WHAT THE TASK REQUIRES >> Reproduce the data below with every occurrence of "excavator" renamed to "digger" and all other lines left unchanged. Leave the pictures out of your answer.

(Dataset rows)
____

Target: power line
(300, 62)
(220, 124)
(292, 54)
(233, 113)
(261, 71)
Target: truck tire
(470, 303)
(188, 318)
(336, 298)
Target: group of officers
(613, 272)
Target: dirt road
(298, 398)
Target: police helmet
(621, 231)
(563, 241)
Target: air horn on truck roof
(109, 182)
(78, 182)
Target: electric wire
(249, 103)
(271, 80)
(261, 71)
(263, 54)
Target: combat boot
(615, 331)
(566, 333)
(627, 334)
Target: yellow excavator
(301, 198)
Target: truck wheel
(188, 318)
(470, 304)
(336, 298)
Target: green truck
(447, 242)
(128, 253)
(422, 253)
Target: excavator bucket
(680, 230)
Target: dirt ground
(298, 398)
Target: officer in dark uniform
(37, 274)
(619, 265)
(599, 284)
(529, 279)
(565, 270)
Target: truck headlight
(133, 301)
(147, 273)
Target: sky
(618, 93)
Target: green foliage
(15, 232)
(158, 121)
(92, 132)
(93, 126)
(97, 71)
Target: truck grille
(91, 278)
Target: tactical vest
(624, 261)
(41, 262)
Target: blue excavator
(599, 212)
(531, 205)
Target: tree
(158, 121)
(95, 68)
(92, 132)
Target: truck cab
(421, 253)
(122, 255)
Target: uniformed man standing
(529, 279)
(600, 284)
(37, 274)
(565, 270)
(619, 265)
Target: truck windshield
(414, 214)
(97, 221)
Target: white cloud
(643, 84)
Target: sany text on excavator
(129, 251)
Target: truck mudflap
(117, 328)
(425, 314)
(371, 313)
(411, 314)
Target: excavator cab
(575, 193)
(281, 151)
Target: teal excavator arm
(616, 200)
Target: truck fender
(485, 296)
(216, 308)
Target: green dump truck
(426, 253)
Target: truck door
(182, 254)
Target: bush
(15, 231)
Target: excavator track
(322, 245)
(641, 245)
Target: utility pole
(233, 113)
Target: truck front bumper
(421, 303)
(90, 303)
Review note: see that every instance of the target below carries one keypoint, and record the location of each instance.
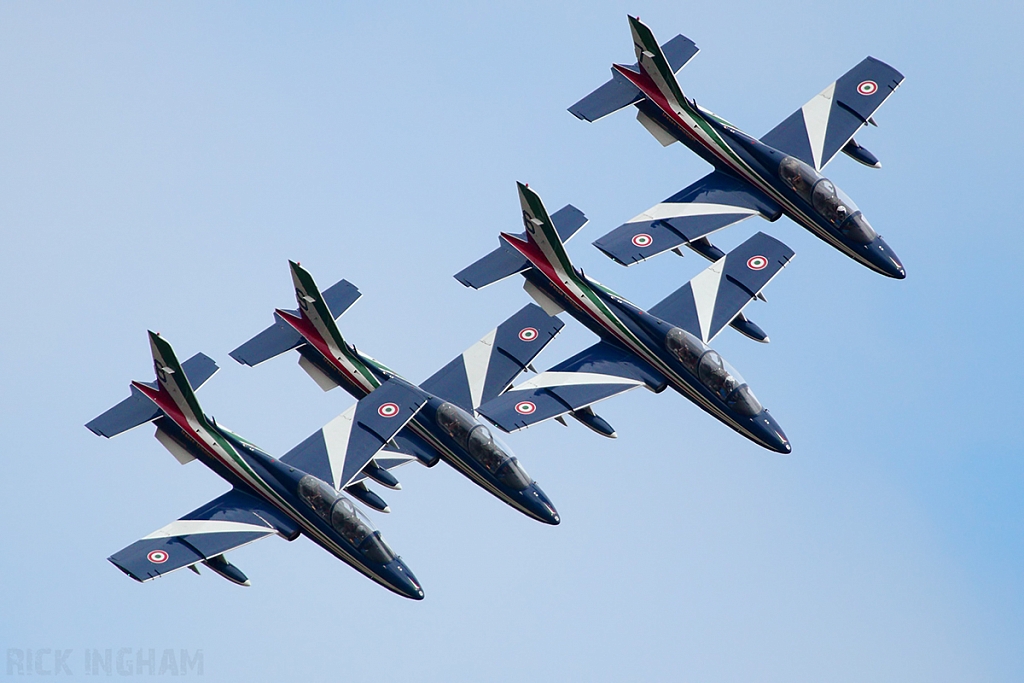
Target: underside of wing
(714, 202)
(818, 130)
(709, 302)
(229, 521)
(551, 394)
(506, 261)
(489, 366)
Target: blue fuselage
(651, 332)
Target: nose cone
(539, 505)
(884, 259)
(402, 581)
(770, 433)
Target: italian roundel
(157, 556)
(524, 408)
(867, 88)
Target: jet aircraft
(445, 428)
(666, 346)
(268, 496)
(768, 177)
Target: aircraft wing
(340, 451)
(714, 202)
(229, 521)
(489, 366)
(818, 130)
(709, 302)
(595, 374)
(282, 337)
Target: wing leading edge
(714, 202)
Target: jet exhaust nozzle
(593, 421)
(368, 497)
(220, 565)
(860, 154)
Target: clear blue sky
(160, 162)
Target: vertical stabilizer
(172, 381)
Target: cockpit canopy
(713, 371)
(477, 440)
(826, 200)
(338, 511)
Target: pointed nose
(884, 259)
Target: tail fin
(653, 62)
(620, 92)
(138, 409)
(506, 261)
(718, 295)
(544, 247)
(314, 307)
(281, 336)
(172, 382)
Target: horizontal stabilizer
(714, 202)
(619, 92)
(340, 297)
(489, 366)
(138, 409)
(340, 451)
(606, 358)
(551, 394)
(506, 261)
(273, 341)
(709, 302)
(282, 337)
(226, 522)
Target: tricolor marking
(525, 408)
(757, 263)
(157, 556)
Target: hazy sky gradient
(162, 162)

____

ANSWER TO THE TASK >>
Target: power line
(300, 62)
(220, 124)
(292, 54)
(233, 113)
(261, 71)
Target: truck tire
(470, 303)
(188, 318)
(336, 298)
Target: group of officers
(613, 272)
Target: dirt road
(298, 398)
Target: police helmet
(621, 231)
(563, 241)
Target: air horn on truck roof
(109, 182)
(78, 182)
Target: electric wire
(249, 103)
(271, 80)
(261, 71)
(263, 54)
Target: combat boot
(615, 331)
(566, 333)
(627, 334)
Target: yellow digger
(301, 198)
Target: truck wheel
(188, 318)
(470, 304)
(336, 298)
Target: green truck
(447, 242)
(128, 253)
(422, 253)
Target: digger bucket
(680, 230)
Target: dirt ground
(298, 398)
Target: officer in dark uniform
(37, 274)
(619, 265)
(599, 284)
(529, 279)
(565, 270)
Target: truck headlight
(133, 301)
(147, 273)
Target: sky
(618, 93)
Target: green foliage
(15, 232)
(158, 121)
(92, 132)
(93, 126)
(97, 71)
Target: truck grille
(91, 278)
Target: tactical vest
(624, 261)
(41, 262)
Target: blue digger
(599, 212)
(531, 205)
Target: tree
(158, 121)
(95, 68)
(92, 132)
Target: truck cab
(421, 253)
(122, 255)
Target: uniformed man standing
(529, 279)
(600, 284)
(37, 274)
(565, 270)
(619, 265)
Target: truck windshield
(414, 214)
(97, 221)
Target: white cloud
(643, 84)
Target: sany text on digger
(129, 251)
Target: truck mudflap
(117, 328)
(425, 314)
(371, 313)
(411, 314)
Target: digger cab
(575, 193)
(281, 151)
Target: teal digger arm
(616, 200)
Target: truck fender
(485, 296)
(216, 308)
Target: green dump truck
(426, 253)
Target: truck door
(182, 254)
Target: bush
(15, 231)
Target: digger track
(322, 245)
(641, 245)
Target: utility pole
(233, 113)
Target: truck front bumper
(421, 303)
(90, 303)
Review note: see that every instance of the target below carries one keypoint, and record the location of each instance.
Target: underside of wing
(714, 202)
(818, 130)
(709, 302)
(229, 521)
(551, 394)
(506, 261)
(489, 366)
Target: blue fuselage
(651, 332)
Target: nose cone
(539, 505)
(884, 259)
(402, 581)
(770, 433)
Target: italian roundel
(157, 556)
(524, 408)
(867, 88)
Target: jet aircraft
(445, 428)
(666, 346)
(268, 496)
(768, 177)
Target: aircraft wing
(340, 451)
(714, 202)
(229, 521)
(489, 366)
(818, 130)
(709, 302)
(595, 374)
(282, 337)
Target: wing leading edge
(714, 202)
Target: jet exhaust nozzle
(593, 421)
(368, 497)
(220, 565)
(860, 154)
Target: clear blue sky
(160, 162)
Target: vertical stabilizer
(172, 381)
Target: cockpit canopy
(713, 371)
(477, 440)
(826, 200)
(338, 511)
Target: pointed nose
(884, 259)
Target: tail fin
(653, 62)
(620, 92)
(138, 409)
(506, 261)
(718, 295)
(544, 247)
(314, 307)
(281, 336)
(172, 382)
Target: horizontal stabilizer
(714, 202)
(619, 92)
(340, 297)
(489, 366)
(138, 409)
(340, 451)
(606, 358)
(551, 394)
(506, 261)
(273, 341)
(709, 302)
(282, 337)
(226, 522)
Target: tricolor marking
(525, 408)
(757, 263)
(157, 556)
Target: hazy sky gradient
(162, 162)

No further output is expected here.